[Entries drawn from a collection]

· · ·

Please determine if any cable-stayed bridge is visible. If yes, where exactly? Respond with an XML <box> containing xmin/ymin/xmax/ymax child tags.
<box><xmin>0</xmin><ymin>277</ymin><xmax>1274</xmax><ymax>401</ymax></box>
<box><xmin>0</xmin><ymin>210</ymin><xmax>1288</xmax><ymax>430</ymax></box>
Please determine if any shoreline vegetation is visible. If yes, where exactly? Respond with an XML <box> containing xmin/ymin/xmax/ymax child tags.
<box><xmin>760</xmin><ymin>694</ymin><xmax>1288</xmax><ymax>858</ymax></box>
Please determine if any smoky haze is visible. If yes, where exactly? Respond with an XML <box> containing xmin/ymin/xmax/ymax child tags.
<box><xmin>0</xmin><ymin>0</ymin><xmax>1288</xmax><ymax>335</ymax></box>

· · ·

Exercise objective
Reproduce only the part of the records that opens with the line containing "Please determine if any smoky" and runs through the end of the records, swapping "smoky haze" for "morning fog" and leaving all else unchanged.

Task answer
Please determine if any morning fog is visible. If yes, where exactly? Respond with an XML <box> containing xmin/ymin/xmax/ymax child tags.
<box><xmin>0</xmin><ymin>0</ymin><xmax>1288</xmax><ymax>335</ymax></box>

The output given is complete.